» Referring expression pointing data
· · · · · · ·

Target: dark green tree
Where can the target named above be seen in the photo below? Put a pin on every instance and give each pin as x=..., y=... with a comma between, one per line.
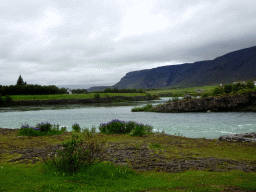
x=20, y=81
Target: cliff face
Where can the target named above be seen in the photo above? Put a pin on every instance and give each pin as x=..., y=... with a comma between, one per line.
x=240, y=102
x=234, y=66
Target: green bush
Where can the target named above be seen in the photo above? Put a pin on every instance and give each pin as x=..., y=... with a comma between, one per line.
x=205, y=95
x=238, y=86
x=148, y=96
x=1, y=100
x=44, y=127
x=121, y=127
x=41, y=129
x=250, y=84
x=138, y=131
x=76, y=128
x=218, y=91
x=148, y=107
x=97, y=96
x=228, y=88
x=76, y=153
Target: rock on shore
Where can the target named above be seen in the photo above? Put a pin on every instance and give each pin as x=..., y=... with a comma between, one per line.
x=243, y=137
x=239, y=102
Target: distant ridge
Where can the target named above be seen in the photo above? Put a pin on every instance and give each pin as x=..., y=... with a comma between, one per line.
x=234, y=66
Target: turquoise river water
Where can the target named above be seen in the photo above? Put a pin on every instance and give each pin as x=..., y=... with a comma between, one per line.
x=196, y=125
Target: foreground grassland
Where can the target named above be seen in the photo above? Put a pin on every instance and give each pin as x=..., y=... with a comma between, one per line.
x=72, y=96
x=26, y=176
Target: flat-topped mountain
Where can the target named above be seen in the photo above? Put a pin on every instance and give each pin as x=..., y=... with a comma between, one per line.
x=235, y=66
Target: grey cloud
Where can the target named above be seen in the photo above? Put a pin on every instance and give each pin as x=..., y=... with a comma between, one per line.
x=78, y=42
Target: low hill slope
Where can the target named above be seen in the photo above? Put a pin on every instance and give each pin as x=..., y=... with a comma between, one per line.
x=234, y=66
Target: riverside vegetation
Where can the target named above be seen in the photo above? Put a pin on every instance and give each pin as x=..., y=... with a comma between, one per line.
x=218, y=91
x=110, y=161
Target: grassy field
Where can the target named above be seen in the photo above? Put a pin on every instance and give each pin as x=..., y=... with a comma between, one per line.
x=17, y=176
x=183, y=91
x=72, y=96
x=174, y=92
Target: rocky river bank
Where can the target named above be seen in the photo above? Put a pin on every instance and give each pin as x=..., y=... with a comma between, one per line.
x=79, y=101
x=139, y=156
x=239, y=102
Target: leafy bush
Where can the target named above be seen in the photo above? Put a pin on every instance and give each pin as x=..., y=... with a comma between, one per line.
x=122, y=127
x=76, y=153
x=148, y=107
x=44, y=127
x=40, y=130
x=8, y=99
x=76, y=128
x=238, y=86
x=148, y=96
x=96, y=96
x=228, y=88
x=1, y=100
x=250, y=84
x=205, y=95
x=218, y=91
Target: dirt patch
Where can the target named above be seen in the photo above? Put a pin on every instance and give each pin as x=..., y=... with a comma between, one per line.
x=140, y=157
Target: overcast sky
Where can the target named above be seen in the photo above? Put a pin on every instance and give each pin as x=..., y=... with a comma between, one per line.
x=96, y=42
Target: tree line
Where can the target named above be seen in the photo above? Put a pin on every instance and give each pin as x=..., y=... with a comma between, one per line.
x=22, y=88
x=116, y=90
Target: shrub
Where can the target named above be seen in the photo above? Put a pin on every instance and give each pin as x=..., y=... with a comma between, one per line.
x=205, y=95
x=138, y=130
x=175, y=99
x=97, y=96
x=1, y=100
x=93, y=129
x=122, y=127
x=44, y=127
x=228, y=88
x=218, y=91
x=238, y=86
x=8, y=99
x=41, y=129
x=148, y=107
x=148, y=96
x=250, y=84
x=76, y=128
x=63, y=129
x=76, y=153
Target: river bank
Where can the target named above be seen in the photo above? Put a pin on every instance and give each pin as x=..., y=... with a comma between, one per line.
x=157, y=151
x=79, y=101
x=177, y=163
x=226, y=103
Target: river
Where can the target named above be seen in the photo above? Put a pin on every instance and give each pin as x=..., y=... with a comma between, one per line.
x=195, y=125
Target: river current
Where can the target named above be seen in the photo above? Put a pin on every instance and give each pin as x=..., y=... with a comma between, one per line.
x=195, y=125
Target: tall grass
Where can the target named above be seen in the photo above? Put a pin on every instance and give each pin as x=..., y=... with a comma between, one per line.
x=148, y=107
x=41, y=129
x=107, y=177
x=77, y=152
x=71, y=96
x=121, y=127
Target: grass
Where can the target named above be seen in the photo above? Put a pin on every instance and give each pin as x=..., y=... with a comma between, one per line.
x=106, y=177
x=148, y=107
x=181, y=92
x=72, y=96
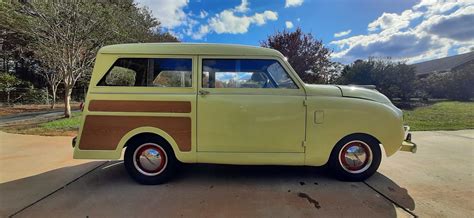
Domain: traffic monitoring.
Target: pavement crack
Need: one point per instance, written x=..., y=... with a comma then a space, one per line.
x=60, y=188
x=392, y=201
x=310, y=200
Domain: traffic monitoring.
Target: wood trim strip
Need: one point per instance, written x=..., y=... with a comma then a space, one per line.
x=140, y=106
x=102, y=132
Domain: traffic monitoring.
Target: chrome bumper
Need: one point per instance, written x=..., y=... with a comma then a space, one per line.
x=407, y=144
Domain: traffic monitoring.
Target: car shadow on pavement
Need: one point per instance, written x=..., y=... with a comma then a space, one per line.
x=200, y=190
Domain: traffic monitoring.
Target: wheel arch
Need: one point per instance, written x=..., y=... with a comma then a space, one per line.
x=188, y=157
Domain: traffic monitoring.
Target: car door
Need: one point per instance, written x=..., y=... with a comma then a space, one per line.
x=248, y=106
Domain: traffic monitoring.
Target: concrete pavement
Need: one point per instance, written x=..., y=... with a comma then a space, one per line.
x=437, y=181
x=31, y=117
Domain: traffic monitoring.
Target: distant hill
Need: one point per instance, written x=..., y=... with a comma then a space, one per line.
x=446, y=64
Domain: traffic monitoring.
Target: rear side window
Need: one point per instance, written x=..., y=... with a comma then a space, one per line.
x=245, y=73
x=154, y=72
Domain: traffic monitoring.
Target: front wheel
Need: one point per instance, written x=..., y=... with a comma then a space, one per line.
x=355, y=158
x=150, y=161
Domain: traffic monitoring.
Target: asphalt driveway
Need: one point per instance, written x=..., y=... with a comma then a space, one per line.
x=38, y=178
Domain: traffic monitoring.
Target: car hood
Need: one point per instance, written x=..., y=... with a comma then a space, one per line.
x=364, y=93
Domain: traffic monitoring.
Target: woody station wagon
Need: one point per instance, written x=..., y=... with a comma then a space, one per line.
x=228, y=104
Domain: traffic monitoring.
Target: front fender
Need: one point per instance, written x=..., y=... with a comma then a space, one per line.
x=332, y=118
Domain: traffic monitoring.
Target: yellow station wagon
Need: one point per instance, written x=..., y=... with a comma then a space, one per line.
x=229, y=104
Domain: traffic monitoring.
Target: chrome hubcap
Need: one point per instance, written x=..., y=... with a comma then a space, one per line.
x=355, y=157
x=150, y=159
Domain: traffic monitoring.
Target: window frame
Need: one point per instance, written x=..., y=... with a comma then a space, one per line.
x=110, y=59
x=299, y=90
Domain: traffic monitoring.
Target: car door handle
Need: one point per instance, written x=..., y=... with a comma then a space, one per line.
x=203, y=92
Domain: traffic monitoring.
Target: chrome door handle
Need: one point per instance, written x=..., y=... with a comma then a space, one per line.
x=203, y=92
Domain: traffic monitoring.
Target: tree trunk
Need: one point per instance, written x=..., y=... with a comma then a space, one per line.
x=67, y=101
x=53, y=100
x=8, y=98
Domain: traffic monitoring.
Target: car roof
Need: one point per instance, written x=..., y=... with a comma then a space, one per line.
x=188, y=49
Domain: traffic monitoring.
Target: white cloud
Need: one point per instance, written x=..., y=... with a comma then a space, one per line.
x=428, y=30
x=243, y=7
x=393, y=21
x=342, y=33
x=203, y=14
x=169, y=12
x=203, y=30
x=293, y=3
x=228, y=22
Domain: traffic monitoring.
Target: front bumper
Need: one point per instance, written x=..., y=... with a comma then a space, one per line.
x=407, y=144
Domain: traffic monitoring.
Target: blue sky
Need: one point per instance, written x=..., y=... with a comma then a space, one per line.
x=411, y=30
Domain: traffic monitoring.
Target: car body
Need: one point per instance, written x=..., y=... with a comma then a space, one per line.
x=225, y=104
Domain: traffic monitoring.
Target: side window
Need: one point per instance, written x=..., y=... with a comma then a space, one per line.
x=245, y=73
x=155, y=72
x=126, y=72
x=172, y=72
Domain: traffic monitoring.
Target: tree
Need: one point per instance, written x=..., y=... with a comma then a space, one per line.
x=454, y=85
x=8, y=83
x=53, y=79
x=307, y=55
x=394, y=79
x=66, y=35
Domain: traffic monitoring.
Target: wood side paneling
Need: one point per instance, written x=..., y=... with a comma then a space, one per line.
x=140, y=106
x=104, y=132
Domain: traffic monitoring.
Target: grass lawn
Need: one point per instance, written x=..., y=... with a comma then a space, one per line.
x=449, y=115
x=63, y=124
x=59, y=127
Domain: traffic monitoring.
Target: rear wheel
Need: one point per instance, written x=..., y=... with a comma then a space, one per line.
x=150, y=160
x=355, y=158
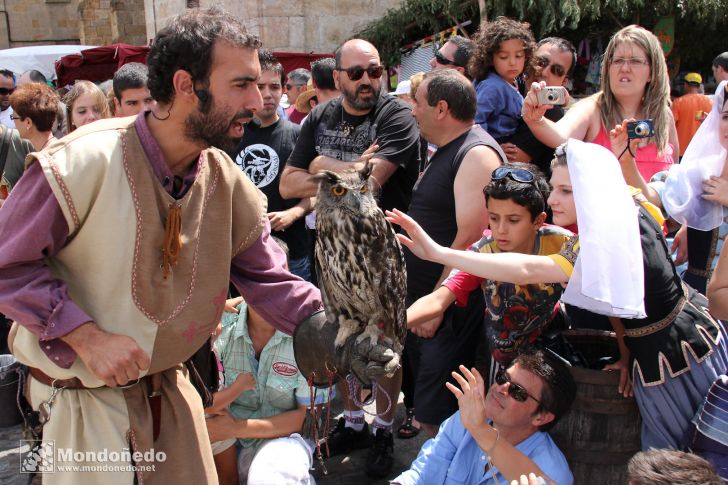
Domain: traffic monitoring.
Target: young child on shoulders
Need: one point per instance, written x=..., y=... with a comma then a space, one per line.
x=515, y=314
x=503, y=51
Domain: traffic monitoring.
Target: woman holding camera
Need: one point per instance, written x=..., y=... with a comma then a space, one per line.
x=634, y=86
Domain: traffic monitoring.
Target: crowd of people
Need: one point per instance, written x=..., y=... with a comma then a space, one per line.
x=158, y=242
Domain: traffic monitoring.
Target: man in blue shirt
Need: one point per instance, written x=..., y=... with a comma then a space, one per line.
x=497, y=437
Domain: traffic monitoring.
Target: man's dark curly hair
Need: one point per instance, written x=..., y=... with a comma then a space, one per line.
x=489, y=38
x=187, y=43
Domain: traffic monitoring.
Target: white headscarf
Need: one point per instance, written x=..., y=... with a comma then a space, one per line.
x=704, y=157
x=608, y=276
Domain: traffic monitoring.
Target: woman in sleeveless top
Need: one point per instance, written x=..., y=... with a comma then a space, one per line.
x=618, y=266
x=634, y=86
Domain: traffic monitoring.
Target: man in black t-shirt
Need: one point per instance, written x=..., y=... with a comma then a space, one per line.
x=333, y=137
x=262, y=155
x=335, y=134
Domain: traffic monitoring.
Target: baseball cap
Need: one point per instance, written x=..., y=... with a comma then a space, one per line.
x=693, y=78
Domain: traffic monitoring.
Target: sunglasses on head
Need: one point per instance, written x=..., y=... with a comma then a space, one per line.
x=517, y=174
x=556, y=69
x=444, y=60
x=357, y=72
x=516, y=391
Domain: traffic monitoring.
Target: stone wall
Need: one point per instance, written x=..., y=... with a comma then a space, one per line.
x=38, y=22
x=288, y=25
x=110, y=21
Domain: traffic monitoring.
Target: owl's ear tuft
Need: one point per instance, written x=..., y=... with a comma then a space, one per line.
x=366, y=171
x=331, y=177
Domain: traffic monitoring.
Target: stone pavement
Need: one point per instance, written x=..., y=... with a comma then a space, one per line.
x=349, y=469
x=344, y=470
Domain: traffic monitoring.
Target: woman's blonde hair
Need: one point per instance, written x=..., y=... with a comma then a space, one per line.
x=415, y=81
x=656, y=98
x=83, y=87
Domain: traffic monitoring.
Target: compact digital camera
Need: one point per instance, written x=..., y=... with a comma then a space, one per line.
x=555, y=95
x=640, y=129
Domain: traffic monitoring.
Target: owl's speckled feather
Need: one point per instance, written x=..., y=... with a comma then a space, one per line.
x=361, y=265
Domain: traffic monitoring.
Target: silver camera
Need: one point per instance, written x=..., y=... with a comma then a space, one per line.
x=555, y=95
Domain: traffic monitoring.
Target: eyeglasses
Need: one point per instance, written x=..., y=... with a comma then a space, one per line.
x=517, y=174
x=631, y=62
x=444, y=60
x=516, y=391
x=556, y=69
x=357, y=72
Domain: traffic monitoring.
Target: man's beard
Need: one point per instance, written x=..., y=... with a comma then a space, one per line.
x=213, y=125
x=351, y=97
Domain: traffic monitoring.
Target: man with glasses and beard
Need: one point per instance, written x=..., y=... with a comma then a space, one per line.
x=117, y=253
x=7, y=87
x=496, y=437
x=554, y=62
x=334, y=137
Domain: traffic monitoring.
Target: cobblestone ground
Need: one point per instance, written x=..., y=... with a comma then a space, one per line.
x=349, y=469
x=344, y=470
x=10, y=454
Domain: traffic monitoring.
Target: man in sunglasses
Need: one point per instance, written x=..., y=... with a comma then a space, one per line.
x=496, y=437
x=7, y=87
x=455, y=54
x=554, y=62
x=333, y=137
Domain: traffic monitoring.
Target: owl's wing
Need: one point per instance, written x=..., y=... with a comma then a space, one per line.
x=387, y=260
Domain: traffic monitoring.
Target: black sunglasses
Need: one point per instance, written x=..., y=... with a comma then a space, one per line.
x=557, y=69
x=516, y=391
x=444, y=60
x=357, y=72
x=517, y=174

· · · · · · ·

» Problem to work on
In the records above, take every line from the opening one through the line with "Target: green bush" and repeat it exactly; pictures are not part of the copy.

» Task solution
Target: dark green tree
Where can the target named above be seen in the photo below? Put a pin on every instance and give each pin as x=..., y=... with a comma between, one per line.
x=20, y=81
Target: cliff face
Where can the target named above be seen in the photo above? Put a pin on every instance and give each pin as x=..., y=... with a comma between, one per line.
x=240, y=102
x=234, y=66
Target: green bush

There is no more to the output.